EXERCICES.
**A)** Traduisez en anglais la phrase suivante de l'extrait sur les Ehpad du Haut-Rhin : « La première plainte remonte au 12 juin 2023. »
**B)** Recopiez sans rien changer le passage de l'extrait sur les Ehpad du Haut-Rhin qui commence par "La première plainte" et va jusqu'à "d'un autre résident.".
**C)** Répondez aux questions suivantes à partir de l'extrait sur les Ehpad du Haut-Rhin.
(i) Quel organisme a placé les Ehpad sous administration provisoire ?
(ii) Qui a déposé la première plainte ?
(iii) Dans quelles communes se trouvent les Ehpad Les Fontaines ?

EXTRAIT CHOISI.
En raison des conditions de traitement parfois inhumaines qui auraient été réservées à plusieurs pensionnaires de trois Ehpad du Haut-Rhin, de nombreuses familles ont porté plainte contre la structure. Cette dernière a été placée sous administration provisoire par l'ARS.
Les Ehpad Les Fontaines des communes de Kembs, Lutterbach et Horbourg-Wihr, dans le Haut-Rhin, ont été placés sous administration provisoire par l'Agence régionale de santé (ARS) du Grand Est. Une décision qui fait suite à plusieurs plaintes de familles, entre autres pour mise en danger de la vie d'autrui.
La première plainte remonte au 12 juin 2023. Elle a été déposée par Christiane Beck. Sa mère vit alors dans l'Ehpad de Kembs et reçoit un traitement déplorable. " Un matin, je suis venue voir ma mère. Il y avait des excréments sur les murs, sur le sol et sur son fauteuil", expliquait-elle à l'époque à France 3 Alsace. Sa mère est décédée dans le mois après l'agression d'un autre résident.

Données d'expressions référentielles
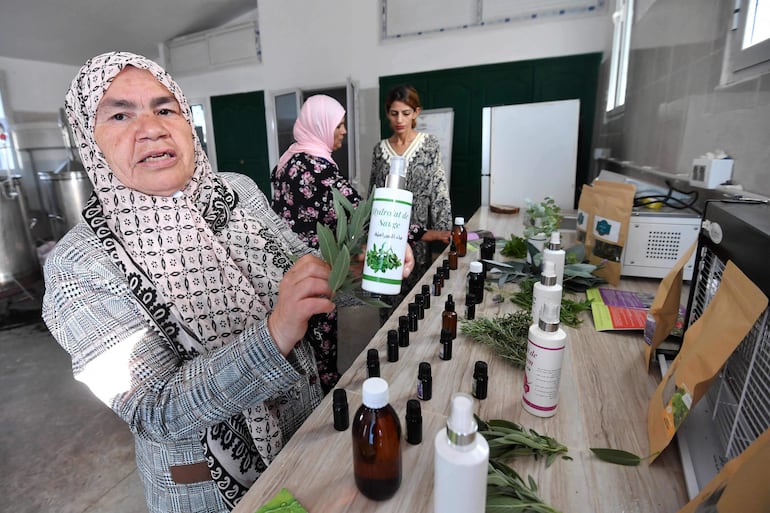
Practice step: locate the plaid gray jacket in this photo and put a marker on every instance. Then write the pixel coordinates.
(166, 401)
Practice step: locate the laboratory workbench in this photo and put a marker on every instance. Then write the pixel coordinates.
(603, 398)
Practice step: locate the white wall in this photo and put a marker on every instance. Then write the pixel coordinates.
(309, 44)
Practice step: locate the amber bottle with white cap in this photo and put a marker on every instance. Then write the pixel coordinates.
(460, 463)
(376, 443)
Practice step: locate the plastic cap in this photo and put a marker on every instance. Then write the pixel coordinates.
(375, 393)
(397, 166)
(340, 396)
(480, 369)
(549, 318)
(461, 428)
(413, 409)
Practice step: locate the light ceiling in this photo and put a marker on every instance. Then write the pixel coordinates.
(72, 31)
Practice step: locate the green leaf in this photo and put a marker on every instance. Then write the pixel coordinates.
(617, 456)
(326, 243)
(339, 269)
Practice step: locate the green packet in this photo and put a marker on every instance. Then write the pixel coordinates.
(282, 502)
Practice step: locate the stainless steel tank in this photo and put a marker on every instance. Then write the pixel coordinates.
(19, 267)
(64, 194)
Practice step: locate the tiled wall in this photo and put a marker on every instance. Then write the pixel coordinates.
(675, 108)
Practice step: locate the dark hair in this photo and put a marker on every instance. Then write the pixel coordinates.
(403, 93)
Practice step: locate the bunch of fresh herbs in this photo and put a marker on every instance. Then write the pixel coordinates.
(508, 440)
(569, 313)
(507, 492)
(340, 247)
(506, 335)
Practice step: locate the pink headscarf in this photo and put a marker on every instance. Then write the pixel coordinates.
(314, 128)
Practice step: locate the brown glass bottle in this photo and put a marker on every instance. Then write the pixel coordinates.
(460, 236)
(376, 443)
(449, 317)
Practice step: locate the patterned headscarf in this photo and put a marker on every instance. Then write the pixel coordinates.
(196, 262)
(314, 129)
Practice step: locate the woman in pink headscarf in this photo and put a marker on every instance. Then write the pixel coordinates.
(302, 195)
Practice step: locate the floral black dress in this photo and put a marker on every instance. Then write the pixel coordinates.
(426, 180)
(302, 196)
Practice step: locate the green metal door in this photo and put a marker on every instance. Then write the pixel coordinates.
(240, 134)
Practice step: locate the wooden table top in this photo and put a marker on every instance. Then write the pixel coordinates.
(603, 399)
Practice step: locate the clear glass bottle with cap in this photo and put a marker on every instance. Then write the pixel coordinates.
(460, 462)
(388, 233)
(376, 443)
(460, 236)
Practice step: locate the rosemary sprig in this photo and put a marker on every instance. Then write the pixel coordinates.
(506, 335)
(507, 492)
(569, 314)
(507, 440)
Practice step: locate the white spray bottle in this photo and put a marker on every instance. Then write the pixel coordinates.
(388, 233)
(460, 463)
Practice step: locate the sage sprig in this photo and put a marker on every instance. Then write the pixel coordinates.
(507, 492)
(619, 456)
(507, 440)
(338, 248)
(506, 335)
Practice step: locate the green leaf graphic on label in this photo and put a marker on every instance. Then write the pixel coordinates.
(382, 260)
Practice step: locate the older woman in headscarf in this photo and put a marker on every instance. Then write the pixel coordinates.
(302, 195)
(176, 296)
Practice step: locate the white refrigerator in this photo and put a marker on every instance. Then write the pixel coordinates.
(529, 151)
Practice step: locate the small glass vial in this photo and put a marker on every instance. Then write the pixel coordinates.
(373, 363)
(413, 317)
(445, 353)
(340, 409)
(413, 422)
(392, 345)
(460, 236)
(487, 251)
(476, 281)
(449, 317)
(452, 256)
(470, 307)
(403, 331)
(437, 284)
(480, 380)
(424, 382)
(376, 443)
(426, 296)
(419, 300)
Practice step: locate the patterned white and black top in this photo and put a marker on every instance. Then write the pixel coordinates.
(426, 180)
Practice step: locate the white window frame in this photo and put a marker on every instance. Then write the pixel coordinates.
(744, 63)
(622, 19)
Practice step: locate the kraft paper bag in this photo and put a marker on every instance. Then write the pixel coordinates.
(707, 345)
(604, 211)
(664, 310)
(741, 485)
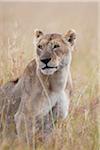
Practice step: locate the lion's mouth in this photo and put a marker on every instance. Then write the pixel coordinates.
(48, 67)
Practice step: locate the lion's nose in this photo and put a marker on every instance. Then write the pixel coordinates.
(46, 60)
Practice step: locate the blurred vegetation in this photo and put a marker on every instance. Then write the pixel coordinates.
(80, 131)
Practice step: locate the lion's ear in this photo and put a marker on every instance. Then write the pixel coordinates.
(70, 36)
(38, 33)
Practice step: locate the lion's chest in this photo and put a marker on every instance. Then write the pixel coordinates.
(43, 102)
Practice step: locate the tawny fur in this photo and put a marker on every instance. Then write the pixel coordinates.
(39, 90)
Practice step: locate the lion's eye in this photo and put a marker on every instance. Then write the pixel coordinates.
(56, 46)
(40, 46)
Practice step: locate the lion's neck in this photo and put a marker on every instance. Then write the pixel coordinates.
(57, 81)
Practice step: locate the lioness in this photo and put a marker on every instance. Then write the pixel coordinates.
(42, 85)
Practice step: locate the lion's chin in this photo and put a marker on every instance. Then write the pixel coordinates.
(48, 71)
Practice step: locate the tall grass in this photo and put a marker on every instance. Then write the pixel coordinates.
(80, 130)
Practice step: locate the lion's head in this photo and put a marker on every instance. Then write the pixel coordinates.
(53, 50)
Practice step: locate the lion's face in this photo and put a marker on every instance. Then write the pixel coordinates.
(53, 51)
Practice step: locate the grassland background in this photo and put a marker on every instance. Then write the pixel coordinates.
(17, 23)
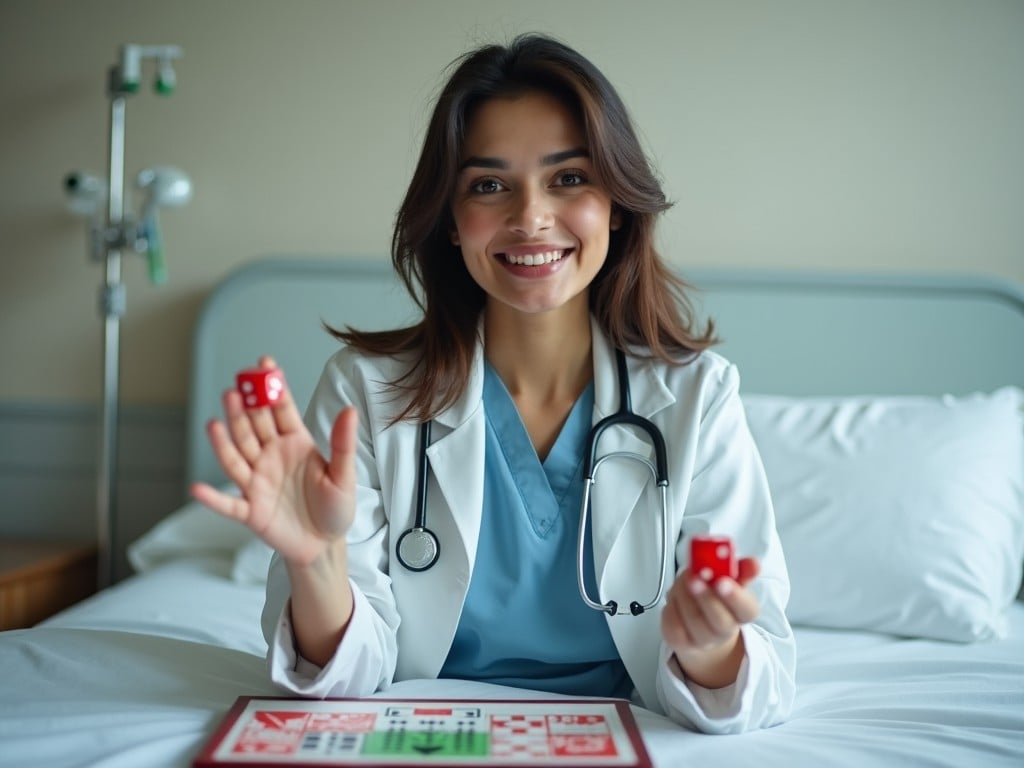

VOS RÉPONSES.
**A)** The first complaint dates back to June 12, 2023.

**B)**
La première plainte remonte au 12 juin 2023. Elle a été déposée par Christiane Beck. Sa mère vit alors dans l'Ehpad de Kembs et reçoit un traitement déplorable. " Un matin, je suis venue voir ma mère. Il y avait des excréments sur les murs, sur le sol et sur son fauteuil", expliquait-elle à l'époque à France 3 Alsace. Sa mère est décédée dans le mois après l'agression d'un autre résident.

**C)**
(i) L'Agence régionale de santé (ARS) du Grand Est.
(ii) Christiane Beck.
(iii) Kembs, Lutterbach et Horbourg-Wihr.